### 文本片段

11.9 全链路优化案例

📍 导航：返回目录 | 上一节：性能分析工具

案例 1：电商秒杀系统优化

背景

某电商平台秒杀系统，初始QPS为 1000，需要优化到 100000 QPS。

初始架构

客户端 → Nginx → API服务（Go） → MySQL

性能瓶颈：

QPS：1000
P99 延迟：500ms
MySQL CPU：90%

优化步骤

第 1 步：性能分析

# 1. 使用 wrk 压测
wrk -t4 -c100 -d30s http://localhost:8080/api/seckill

# 结果：1000 QPS，P99=500ms

# 2. 使用 pprof 分析
go tool pprof http://localhost:6060/debug/pprof/profile?seconds=30

# 发现：80% CPU 花在数据库查询

第 2 步：引入 Redis 缓存

// ✅ 优化前：每次查数据库
func getProduct(db *sql.DB, productID int64) (*Product, error) {
    var product Product
    err := db.QueryRow("SELECT * FROM products WHERE id = ?", productID).
        Scan(&product.ID, &product.Name, &product.Stock)
    return &product, err
}

// ✅ 优化后：先查缓存
func getProductOptimized(ctx context.Context, rdb *redis.Client, db *sql.DB, productID int64) (*Product, error) {
    key := fmt.Sprintf("product:%d", productID)
    
    // 1. 查缓存
    val, err := rdb.Get(ctx, key).Result()
    if err == nil {
        var product Product
        json.Unmarshal([]byte(val), &product)

######
### 数据部分

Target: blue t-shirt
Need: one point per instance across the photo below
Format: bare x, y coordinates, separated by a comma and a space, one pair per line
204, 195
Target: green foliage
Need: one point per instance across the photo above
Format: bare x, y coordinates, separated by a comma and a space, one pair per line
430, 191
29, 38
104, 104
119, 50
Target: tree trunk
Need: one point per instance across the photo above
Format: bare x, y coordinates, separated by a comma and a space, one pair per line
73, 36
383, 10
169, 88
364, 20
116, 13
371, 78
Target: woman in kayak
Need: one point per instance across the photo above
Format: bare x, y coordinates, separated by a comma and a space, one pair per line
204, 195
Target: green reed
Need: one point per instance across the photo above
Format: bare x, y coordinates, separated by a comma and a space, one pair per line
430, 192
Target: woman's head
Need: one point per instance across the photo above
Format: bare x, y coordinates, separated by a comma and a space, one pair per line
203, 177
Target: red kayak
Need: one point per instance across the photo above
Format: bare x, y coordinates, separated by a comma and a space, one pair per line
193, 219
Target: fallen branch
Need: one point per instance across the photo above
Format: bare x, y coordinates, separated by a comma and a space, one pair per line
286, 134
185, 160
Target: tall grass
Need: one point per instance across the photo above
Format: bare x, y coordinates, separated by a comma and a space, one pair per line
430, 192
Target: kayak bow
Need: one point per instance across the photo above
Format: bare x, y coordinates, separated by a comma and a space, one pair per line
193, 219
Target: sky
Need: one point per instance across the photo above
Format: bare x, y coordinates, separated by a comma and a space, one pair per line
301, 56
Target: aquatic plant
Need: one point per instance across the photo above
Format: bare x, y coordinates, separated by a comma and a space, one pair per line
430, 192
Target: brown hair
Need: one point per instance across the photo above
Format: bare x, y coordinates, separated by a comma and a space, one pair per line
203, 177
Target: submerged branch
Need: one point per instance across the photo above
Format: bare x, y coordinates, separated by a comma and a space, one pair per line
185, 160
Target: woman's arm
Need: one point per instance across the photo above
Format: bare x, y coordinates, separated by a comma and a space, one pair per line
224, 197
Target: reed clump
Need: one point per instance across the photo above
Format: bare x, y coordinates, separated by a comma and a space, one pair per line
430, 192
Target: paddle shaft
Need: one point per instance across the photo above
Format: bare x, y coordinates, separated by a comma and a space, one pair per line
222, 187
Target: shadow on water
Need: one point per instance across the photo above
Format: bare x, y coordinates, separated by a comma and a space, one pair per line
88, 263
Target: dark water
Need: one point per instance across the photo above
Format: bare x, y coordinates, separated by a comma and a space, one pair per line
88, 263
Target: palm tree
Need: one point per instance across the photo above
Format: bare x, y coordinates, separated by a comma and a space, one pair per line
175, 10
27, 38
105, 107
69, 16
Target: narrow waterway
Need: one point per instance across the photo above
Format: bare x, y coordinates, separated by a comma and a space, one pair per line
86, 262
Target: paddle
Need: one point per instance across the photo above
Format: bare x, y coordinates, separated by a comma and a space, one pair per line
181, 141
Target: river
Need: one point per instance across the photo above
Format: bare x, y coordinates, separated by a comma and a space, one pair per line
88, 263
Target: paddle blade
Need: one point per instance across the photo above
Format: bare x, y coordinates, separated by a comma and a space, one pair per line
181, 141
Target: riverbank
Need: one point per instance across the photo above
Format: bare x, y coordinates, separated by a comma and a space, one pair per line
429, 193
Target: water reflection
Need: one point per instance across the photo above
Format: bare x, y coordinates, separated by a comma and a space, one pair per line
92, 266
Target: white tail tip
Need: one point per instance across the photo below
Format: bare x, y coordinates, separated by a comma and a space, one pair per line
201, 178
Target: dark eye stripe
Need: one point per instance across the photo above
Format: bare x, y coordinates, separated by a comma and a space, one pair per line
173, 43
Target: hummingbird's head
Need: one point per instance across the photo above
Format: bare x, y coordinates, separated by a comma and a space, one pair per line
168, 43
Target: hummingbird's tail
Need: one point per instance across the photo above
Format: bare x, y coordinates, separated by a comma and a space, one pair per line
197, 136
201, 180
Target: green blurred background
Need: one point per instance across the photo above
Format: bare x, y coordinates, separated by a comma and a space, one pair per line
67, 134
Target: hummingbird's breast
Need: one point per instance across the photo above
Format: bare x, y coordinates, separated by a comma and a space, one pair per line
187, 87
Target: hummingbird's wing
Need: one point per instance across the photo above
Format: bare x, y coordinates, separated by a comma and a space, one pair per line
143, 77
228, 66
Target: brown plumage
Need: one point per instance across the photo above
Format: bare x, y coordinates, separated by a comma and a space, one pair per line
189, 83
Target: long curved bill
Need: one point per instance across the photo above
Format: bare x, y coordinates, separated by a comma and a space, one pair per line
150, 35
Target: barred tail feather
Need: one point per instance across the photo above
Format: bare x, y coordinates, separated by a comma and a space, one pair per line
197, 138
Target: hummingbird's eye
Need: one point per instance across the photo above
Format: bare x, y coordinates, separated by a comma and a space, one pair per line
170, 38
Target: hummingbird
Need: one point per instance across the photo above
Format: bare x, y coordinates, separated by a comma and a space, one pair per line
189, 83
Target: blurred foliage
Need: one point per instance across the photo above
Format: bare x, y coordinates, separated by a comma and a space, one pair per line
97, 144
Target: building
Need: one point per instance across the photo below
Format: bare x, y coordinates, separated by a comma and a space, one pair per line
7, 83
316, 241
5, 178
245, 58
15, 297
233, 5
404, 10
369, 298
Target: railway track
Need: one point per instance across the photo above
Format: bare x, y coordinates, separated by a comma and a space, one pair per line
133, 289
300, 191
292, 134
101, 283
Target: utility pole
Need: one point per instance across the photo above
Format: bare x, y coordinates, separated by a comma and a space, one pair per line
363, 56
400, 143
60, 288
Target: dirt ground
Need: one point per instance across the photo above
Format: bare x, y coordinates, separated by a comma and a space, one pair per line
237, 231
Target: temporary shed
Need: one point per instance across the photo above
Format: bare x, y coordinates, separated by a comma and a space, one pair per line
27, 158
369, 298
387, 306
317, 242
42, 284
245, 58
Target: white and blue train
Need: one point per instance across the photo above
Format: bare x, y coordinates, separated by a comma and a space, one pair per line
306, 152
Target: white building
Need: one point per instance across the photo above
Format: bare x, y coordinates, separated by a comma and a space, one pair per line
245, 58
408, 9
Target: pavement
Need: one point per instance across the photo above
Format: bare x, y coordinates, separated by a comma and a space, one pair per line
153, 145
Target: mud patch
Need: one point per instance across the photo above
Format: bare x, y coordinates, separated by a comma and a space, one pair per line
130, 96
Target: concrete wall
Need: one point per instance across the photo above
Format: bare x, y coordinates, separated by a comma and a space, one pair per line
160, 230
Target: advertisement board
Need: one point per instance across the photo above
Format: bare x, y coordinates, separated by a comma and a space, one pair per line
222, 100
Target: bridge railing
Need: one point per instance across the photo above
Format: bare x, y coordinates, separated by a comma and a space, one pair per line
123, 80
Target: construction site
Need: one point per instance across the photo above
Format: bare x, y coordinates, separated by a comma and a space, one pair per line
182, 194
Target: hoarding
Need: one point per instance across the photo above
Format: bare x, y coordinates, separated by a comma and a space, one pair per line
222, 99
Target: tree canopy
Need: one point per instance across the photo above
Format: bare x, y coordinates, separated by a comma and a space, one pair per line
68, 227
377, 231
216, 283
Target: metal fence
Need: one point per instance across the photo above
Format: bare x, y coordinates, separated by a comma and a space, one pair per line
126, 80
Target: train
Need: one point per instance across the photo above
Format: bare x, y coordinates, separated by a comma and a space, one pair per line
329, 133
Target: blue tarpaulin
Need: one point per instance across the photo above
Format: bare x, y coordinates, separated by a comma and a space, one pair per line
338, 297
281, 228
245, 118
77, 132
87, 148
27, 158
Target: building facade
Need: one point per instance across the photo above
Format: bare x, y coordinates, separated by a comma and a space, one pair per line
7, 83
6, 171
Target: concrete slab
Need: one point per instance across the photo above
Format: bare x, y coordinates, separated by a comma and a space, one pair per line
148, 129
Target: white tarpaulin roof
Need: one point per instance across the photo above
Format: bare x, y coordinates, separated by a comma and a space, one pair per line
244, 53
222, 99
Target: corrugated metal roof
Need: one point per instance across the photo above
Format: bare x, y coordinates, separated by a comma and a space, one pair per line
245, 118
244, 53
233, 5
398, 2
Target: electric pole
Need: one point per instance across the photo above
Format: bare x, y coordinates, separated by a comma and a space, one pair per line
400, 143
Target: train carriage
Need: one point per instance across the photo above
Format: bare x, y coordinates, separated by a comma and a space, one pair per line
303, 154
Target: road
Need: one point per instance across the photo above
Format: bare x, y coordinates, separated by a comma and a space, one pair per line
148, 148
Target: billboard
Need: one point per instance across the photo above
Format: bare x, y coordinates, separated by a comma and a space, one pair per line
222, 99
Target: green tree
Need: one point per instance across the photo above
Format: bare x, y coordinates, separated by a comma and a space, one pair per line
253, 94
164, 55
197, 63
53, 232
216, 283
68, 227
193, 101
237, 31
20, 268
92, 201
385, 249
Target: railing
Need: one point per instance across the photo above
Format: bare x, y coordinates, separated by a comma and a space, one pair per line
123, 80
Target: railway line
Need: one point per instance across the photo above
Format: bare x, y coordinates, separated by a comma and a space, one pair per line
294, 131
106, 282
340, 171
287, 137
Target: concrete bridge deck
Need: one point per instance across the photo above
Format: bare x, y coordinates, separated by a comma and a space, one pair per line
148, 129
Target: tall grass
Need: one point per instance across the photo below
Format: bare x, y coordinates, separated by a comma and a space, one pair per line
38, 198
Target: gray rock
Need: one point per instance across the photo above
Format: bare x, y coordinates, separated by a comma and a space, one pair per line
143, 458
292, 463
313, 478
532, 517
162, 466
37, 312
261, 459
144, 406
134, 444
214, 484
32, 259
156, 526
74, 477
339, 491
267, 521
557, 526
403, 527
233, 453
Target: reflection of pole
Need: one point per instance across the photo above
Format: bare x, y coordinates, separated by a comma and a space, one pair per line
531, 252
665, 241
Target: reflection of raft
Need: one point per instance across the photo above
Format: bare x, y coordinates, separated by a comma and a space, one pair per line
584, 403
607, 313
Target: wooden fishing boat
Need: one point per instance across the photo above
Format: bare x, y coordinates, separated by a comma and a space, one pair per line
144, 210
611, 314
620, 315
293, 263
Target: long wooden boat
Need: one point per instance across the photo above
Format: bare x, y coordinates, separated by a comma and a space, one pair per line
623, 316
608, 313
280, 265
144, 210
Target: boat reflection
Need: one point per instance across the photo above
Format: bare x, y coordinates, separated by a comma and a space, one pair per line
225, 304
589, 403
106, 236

######

» **完成以下任务**
a) 照录秒杀系统优化案例的文本中以“Scan(&product.ID, &product.Name, &product.Stock)”开始、以“err := rdb.Get(ctx, key).Result()”结束的部分。
b) 判断下列陈述是否与秒杀系统优化案例的文本相符，逐条以“是”或“否”作答，并准确引用原文中起决定作用的字句：（i）初始架构中的 API 服务使用 Go 编写；（ii）优化目标是将 QPS 提升到 10000；（iii）pprof 分析发现 80% 的 CPU 花在数据库查询上。

» **答复**
a)
Scan(&product.ID, &product.Name, &product.Stock)
    return &product, err
}

// ✅ 优化后：先查缓存
func getProductOptimized(ctx context.Context, rdb *redis.Client, db *sql.DB, productID int64) (*Product, error) {
    key := fmt.Sprintf("product:%d", productID)
    
    // 1. 查缓存
    val, err := rdb.Get(ctx, key).Result()

b)
（i）是，“API服务（Go）”。
（ii）否，“需要优化到 100000 QPS”。
（iii）是，“发现：80% CPU 花在数据库查询”。